**REGISTROS BRUTOS**
══════════════════════════════
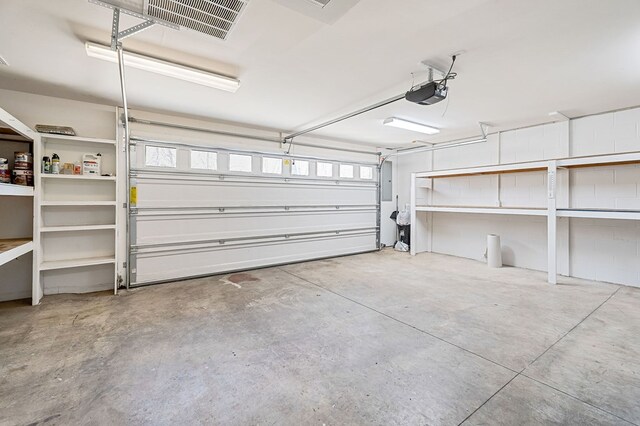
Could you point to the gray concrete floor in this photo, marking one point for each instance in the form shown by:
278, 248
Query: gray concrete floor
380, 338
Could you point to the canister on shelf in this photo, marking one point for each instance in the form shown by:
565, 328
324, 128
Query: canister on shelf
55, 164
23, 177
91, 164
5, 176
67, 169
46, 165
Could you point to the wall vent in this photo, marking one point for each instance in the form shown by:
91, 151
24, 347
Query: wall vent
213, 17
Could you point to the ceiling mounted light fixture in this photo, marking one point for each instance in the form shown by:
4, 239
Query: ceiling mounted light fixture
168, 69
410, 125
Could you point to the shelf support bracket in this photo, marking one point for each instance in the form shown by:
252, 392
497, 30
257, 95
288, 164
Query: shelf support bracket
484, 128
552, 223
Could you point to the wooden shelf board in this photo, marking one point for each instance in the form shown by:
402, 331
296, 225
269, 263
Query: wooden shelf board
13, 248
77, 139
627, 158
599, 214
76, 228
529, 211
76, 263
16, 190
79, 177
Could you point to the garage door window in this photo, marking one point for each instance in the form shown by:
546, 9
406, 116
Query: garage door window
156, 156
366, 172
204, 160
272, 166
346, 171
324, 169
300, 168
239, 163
══════════════════════════════
**O QUE FAZER**
Copie, sem nenhuma alteração, todas as linhas dos registros acima. Deixe as imagens de fora da resposta.

**RESPOSTA**
Could you point to the gray concrete floor in this photo, marking one point for each instance in the form shown by:
278, 248
Query: gray concrete floor
380, 338
Could you point to the canister on shelf in this photo, marking one point for each instance in the form shown by:
565, 328
324, 128
Query: canister on shelf
55, 164
23, 177
91, 164
5, 176
67, 169
46, 165
Could you point to the wall vent in this photo, marking one point for each instance in the form shown by:
91, 151
24, 347
Query: wall vent
213, 17
Could you point to the ceiling mounted light fixture in this photo, marking one point for each instance in the form shown by:
4, 239
Query: ceiling mounted light fixture
168, 69
410, 125
Could you point to the shelf support bracket in this photo, marking one point for each instance in the form shown by:
252, 392
497, 30
257, 95
288, 164
Query: shelf support bracket
484, 128
552, 223
Could you point to the wooden shelf board in this photo, marking one point for each instance in the form shown by:
402, 331
296, 225
269, 263
Query: wooden shelf board
13, 248
77, 139
627, 158
599, 214
76, 228
529, 211
76, 263
16, 190
79, 177
Could you point to the garage door window in this photo, marking one point for each instance in the form shown by:
546, 9
406, 116
Query: garage door window
156, 156
366, 172
204, 160
272, 166
346, 171
324, 169
300, 168
239, 163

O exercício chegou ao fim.